Arrange the data, from its first line through the line containing "[[[123,107],[122,111],[124,112],[124,121],[129,121],[129,108]]]", as a numbered list with blank lines skipped. Leave the pictures out.

Region labeling entries:
— Begin —

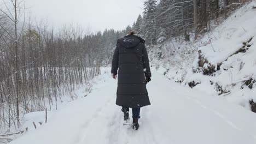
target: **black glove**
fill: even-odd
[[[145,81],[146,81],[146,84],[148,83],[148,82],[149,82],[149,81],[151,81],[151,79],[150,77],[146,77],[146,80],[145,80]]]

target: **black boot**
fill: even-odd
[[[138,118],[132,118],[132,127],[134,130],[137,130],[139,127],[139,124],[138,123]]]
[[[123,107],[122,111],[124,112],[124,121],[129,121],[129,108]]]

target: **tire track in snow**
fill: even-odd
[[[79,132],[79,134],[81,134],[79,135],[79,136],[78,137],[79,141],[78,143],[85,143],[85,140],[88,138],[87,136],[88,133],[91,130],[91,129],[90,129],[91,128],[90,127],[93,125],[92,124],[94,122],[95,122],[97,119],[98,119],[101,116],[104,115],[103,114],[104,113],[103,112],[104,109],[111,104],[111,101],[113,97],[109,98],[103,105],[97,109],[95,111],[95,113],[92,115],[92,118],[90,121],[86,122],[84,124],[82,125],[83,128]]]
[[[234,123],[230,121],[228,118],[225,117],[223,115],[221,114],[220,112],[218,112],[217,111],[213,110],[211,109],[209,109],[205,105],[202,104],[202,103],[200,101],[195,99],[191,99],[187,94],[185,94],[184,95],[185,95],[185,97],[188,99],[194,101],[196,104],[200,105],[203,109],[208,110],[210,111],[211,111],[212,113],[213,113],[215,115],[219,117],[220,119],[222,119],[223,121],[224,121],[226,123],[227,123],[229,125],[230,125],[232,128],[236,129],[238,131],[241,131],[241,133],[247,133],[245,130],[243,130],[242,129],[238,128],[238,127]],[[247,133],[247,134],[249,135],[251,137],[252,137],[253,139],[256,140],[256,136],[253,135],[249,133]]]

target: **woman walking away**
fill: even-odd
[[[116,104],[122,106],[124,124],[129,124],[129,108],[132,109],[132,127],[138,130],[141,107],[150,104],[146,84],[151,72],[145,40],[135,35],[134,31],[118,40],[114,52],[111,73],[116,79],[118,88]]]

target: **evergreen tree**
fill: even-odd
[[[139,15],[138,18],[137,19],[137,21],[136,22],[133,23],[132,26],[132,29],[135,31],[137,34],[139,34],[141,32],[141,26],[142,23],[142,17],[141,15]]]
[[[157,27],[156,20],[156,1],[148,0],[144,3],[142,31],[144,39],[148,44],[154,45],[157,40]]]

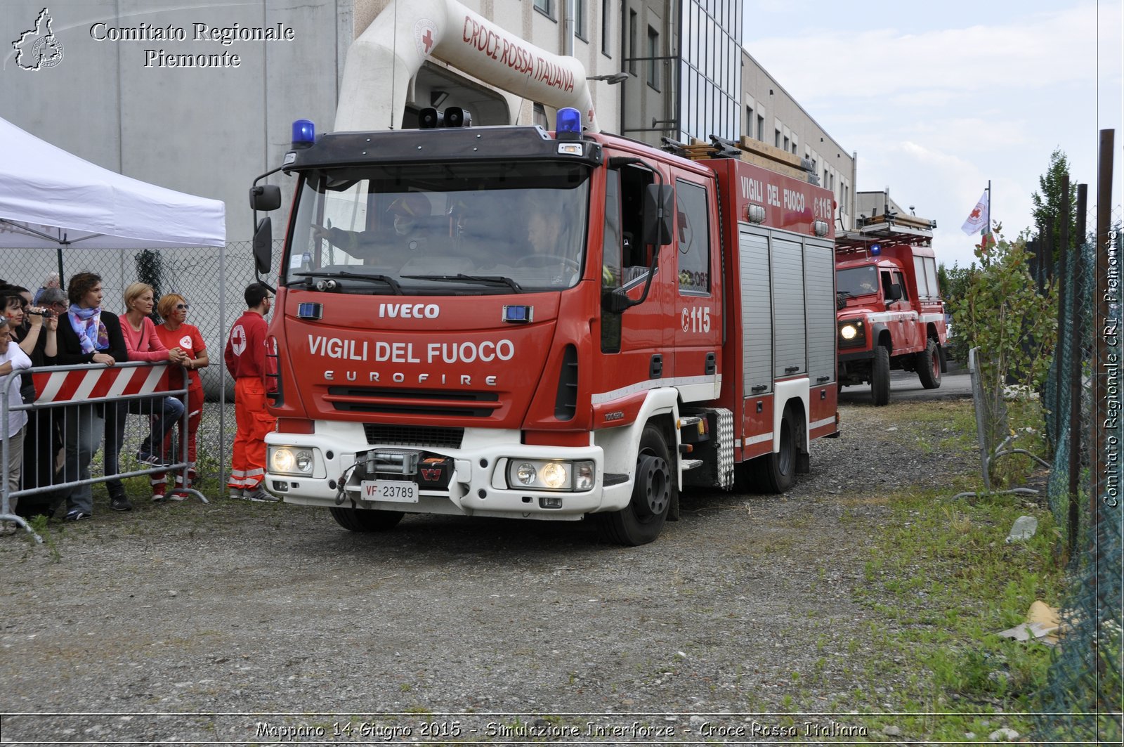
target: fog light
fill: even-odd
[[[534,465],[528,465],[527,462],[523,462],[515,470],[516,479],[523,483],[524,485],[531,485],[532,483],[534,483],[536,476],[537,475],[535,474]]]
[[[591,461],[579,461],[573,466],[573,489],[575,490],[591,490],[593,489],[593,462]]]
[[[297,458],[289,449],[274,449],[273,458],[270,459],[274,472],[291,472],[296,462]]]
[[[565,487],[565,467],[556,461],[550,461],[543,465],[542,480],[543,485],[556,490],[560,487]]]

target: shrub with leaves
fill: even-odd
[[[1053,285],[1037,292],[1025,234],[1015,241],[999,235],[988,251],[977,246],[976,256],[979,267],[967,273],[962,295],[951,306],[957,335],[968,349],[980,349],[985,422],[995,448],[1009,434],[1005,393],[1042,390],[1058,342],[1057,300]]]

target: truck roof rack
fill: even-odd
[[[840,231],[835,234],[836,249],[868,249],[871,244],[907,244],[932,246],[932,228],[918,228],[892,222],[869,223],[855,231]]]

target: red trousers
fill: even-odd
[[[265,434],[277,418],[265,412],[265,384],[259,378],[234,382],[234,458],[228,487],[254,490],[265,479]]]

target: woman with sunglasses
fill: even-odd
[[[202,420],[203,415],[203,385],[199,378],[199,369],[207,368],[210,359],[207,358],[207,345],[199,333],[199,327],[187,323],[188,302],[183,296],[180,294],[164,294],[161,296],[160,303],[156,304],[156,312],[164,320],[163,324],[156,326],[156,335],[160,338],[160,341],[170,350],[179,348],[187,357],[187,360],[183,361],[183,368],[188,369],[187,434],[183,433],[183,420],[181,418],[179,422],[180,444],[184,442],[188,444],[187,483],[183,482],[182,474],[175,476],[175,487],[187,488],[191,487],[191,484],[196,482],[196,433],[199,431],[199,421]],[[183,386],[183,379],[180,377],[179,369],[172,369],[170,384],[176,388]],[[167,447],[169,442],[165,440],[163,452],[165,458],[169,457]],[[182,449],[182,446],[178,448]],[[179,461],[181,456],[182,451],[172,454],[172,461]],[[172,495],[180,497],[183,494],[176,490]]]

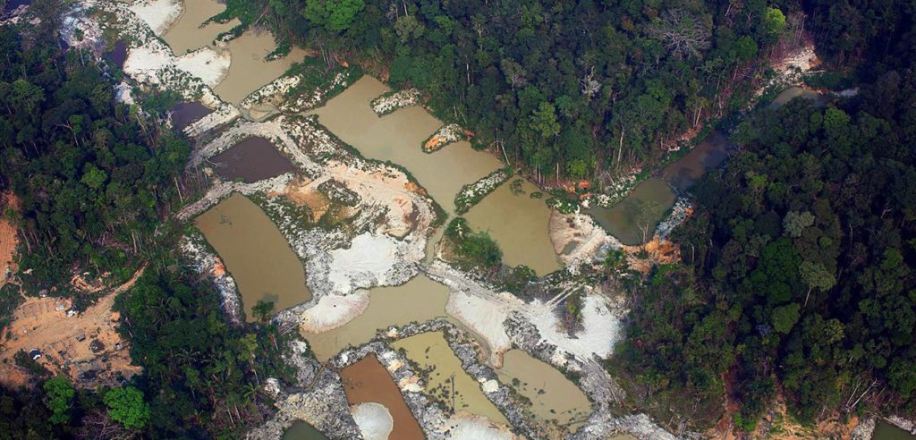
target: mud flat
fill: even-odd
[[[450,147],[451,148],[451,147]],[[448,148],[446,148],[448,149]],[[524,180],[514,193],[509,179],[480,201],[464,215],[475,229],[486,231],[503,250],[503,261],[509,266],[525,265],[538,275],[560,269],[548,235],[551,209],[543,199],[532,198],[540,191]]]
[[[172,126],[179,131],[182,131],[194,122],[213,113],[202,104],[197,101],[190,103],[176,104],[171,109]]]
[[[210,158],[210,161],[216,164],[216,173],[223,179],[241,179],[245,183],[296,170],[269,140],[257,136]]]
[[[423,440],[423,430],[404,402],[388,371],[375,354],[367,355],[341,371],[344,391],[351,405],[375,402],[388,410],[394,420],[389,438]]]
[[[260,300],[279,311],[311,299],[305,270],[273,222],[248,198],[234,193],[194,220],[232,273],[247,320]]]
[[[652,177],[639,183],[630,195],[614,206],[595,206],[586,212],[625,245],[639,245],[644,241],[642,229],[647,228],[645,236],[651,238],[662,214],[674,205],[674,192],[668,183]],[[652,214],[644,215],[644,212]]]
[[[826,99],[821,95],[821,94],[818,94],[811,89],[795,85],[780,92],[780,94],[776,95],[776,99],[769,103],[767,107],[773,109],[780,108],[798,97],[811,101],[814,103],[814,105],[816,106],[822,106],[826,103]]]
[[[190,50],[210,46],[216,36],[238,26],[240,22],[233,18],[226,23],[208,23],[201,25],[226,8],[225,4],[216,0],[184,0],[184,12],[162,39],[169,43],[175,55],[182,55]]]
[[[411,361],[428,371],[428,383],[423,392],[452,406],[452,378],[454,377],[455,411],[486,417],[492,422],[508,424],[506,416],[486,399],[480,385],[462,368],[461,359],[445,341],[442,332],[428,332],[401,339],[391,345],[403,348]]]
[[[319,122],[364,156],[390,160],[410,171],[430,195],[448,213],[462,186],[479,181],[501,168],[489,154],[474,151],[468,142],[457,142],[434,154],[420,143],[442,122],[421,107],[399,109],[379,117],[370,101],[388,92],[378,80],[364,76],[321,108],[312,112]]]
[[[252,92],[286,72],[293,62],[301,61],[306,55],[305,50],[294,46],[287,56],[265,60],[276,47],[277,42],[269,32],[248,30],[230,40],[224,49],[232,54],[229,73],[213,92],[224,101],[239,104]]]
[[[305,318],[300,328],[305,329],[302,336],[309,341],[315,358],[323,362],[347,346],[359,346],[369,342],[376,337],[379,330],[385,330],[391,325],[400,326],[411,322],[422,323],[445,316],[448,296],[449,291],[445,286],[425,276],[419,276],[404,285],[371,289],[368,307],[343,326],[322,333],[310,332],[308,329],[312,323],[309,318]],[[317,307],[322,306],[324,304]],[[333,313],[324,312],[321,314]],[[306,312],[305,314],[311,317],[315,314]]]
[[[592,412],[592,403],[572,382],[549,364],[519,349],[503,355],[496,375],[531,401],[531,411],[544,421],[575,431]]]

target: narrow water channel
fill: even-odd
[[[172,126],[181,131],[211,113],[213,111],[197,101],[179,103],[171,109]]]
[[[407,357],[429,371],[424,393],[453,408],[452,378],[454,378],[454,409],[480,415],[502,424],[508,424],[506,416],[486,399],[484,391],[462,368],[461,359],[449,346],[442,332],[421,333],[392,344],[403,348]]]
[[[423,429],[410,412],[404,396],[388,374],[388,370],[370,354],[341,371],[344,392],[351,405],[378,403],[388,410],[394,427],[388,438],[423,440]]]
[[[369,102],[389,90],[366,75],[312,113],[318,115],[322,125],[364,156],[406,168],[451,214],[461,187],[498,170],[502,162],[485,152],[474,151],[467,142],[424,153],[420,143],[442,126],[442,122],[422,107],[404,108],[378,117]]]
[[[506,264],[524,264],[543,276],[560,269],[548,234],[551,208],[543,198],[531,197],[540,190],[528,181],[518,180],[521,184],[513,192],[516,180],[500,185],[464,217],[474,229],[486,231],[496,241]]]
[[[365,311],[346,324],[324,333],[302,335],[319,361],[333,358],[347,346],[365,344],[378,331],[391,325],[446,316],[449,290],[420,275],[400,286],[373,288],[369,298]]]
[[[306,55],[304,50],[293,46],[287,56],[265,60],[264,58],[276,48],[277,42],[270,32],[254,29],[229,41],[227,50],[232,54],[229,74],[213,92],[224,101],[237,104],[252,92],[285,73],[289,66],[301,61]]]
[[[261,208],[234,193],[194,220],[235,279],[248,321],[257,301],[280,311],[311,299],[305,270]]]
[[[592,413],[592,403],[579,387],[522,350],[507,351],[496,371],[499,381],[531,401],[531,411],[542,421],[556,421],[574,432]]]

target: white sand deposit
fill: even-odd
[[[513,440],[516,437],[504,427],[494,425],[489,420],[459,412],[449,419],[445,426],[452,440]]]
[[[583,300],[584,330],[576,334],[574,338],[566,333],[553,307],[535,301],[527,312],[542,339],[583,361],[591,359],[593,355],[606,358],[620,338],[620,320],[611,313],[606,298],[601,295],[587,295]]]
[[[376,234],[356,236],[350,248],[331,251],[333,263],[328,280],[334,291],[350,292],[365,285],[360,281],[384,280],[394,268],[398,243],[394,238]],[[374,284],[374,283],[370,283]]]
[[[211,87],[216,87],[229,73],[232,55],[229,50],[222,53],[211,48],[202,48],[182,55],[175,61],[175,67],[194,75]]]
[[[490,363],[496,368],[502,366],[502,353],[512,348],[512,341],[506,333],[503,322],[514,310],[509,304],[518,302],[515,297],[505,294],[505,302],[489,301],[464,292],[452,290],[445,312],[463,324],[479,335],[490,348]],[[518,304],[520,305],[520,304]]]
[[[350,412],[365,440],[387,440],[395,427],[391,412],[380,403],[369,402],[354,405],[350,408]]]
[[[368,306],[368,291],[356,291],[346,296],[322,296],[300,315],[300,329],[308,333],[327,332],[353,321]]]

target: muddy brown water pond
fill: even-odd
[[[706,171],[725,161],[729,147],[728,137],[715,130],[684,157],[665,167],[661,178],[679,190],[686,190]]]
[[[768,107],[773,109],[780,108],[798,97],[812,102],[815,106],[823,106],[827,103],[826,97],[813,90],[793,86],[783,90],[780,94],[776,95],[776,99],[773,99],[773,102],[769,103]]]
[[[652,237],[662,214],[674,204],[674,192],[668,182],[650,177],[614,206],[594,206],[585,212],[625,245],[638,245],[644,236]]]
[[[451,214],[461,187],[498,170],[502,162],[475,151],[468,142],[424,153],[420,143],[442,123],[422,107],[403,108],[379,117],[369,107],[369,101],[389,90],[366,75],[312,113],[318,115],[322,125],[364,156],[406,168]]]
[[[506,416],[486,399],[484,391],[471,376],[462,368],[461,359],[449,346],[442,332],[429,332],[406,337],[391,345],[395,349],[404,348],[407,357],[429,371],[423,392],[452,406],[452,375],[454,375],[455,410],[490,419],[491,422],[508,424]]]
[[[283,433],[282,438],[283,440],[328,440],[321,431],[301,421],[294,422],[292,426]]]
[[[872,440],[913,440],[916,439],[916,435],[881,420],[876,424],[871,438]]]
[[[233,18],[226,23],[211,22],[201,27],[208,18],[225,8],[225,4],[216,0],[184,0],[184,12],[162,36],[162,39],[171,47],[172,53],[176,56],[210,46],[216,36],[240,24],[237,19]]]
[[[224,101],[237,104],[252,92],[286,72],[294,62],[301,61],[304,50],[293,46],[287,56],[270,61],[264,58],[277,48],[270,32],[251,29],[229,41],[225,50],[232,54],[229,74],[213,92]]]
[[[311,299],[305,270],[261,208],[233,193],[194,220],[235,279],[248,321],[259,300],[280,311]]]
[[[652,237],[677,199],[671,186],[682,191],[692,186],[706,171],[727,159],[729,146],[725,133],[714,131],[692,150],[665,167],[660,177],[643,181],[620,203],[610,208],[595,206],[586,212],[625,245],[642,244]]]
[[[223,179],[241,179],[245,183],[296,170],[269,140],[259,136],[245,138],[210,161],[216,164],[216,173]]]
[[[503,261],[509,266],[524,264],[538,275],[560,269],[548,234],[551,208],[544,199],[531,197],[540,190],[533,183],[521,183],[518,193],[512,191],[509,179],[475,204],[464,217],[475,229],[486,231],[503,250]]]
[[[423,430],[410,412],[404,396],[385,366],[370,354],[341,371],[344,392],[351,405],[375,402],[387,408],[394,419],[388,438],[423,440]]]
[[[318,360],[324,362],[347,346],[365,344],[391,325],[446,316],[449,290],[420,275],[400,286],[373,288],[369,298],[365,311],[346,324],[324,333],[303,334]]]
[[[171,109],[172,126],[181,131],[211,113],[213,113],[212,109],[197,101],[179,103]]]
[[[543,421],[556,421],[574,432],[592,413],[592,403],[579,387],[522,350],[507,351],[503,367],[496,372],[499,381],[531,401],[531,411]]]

— End —

» EXERCISE SOLUTION:
1. target: **black glove**
2. fill: even-odd
3. [[[145,81],[146,81],[146,84],[148,83],[148,82],[149,82],[149,81],[151,81],[151,79],[150,77],[146,77],[146,80],[145,80]]]
4. target: **black boot**
5. fill: even-odd
6. [[[138,118],[132,118],[132,127],[134,130],[137,130],[139,127],[139,124],[138,123]]]
7. [[[123,107],[122,111],[124,112],[124,121],[129,121],[129,108]]]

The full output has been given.